В эту зиму я перенесла много домашних невзгод, которые обыкновенно потрясали мое здоровье. Весной я получила позволение оставить город на два месяца и в это время посетила Троицкое, заехала в Круглово. Хотя я пробыла здесь не более недели, все же заметила, что мое поместье во многом было улучшено. Крестьяне находились в менее жалком и апатичном состоянии, лошади и скот увеличились у них вдвое против прежнего, и они сами видели, что сделались гораздо счастливей, чем прежде под управлением польского или русского правительства.
Деятельность в двух академиях отвлекала моих мысли от скорбных впечатлений, вызванных со стороны другими обстоятельствами.
Около этого времени вспыхнула война со Швецией. Продолжение ее ярко показало мощный характер и душевные качества Екатерины, столь справедливо признанные за нею историками ее царствования.

КОРОТКОЕ ЗАДАНИЕ 1
Зачем, согласно отрывку воспоминаний, рассказчице была нужна деятельность в двух академиях?
КОРОТКОЕ ЗАДАНИЕ 2
Приведите продолжение отрывка воспоминаний, начиная сразу после его последнего предложения.

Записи

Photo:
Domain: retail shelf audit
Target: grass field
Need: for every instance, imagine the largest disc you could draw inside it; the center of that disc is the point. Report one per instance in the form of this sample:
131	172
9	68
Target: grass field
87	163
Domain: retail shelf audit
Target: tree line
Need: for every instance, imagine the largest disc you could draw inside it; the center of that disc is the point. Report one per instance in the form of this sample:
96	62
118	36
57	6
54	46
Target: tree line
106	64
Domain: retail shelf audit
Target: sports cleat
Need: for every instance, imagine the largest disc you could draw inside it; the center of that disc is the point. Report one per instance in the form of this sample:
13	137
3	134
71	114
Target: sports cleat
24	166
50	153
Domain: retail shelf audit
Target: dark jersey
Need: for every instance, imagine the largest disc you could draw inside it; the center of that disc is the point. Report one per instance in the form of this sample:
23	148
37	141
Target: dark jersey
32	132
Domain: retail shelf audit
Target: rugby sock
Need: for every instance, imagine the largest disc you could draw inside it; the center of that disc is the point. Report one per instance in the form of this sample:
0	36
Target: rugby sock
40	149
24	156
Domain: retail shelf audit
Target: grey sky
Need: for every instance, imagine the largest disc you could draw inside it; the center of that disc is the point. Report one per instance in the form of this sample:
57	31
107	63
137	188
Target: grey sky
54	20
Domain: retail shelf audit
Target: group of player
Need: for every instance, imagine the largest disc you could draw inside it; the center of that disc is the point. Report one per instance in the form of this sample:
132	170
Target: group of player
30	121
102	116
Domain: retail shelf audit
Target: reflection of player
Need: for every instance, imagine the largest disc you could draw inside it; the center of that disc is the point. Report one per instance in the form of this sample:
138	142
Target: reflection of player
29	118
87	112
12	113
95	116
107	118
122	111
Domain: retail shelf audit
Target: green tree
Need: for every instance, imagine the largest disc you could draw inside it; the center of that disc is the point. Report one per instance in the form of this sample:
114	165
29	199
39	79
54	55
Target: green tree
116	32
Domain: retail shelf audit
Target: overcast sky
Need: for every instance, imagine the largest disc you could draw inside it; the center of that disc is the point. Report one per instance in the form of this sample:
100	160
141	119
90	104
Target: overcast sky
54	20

РЕЗУЛЬТАТ 1
Деятельность в двух академиях отвлекала её мысли от скорбных впечатлений, вызванных другими обстоятельствами.

РЕЗУЛЬТАТ 2
Во время этой войны со мной случилось происшествие, не лишенное интереса. Я уже говорила о своем знакомстве с герцогом Судерманским, братом шведского короля. Этот принц командовал флотом. Вскоре после открытия военных действий он прислал переговорный флаг в Кронштадт с письмом к адмиралу Грегу, прося его принять и передать мне небольшой ящик с письмом на мое имя. Адмирал как иностранец и мой искренний друг вдвойне считал себя обязанным поступить в этом случае с величайшей осторожностью; он отправил посылку прямо в Государственный совет. Императрица, почти каждый раз заседавшая там, приказала отослать пакет ко мне, не распечатывая ни письма, ни ящика. Я жила в ту пору на даче и не без удивления услышала о приходе посла из Государственного совета. Ящик и письмо были поданы: в первом заключалась посылка доктора Франклина, второе было очень вежливым извещением со стороны герцога Судерманского о том, как моя собственность вместе с захваченным кораблем перешла в его руки. «Не изменив нисколько чувства уважения, — прибавил он, — которое вы внушили мне после первого нашего знакомства на водах Спа, я не думал, что война, так неестественно поссорившая двух государей, почти кровных родственников, могла нарушить частную дружбу, поэтому я поспешил отправить посылку в собственные ваши руки».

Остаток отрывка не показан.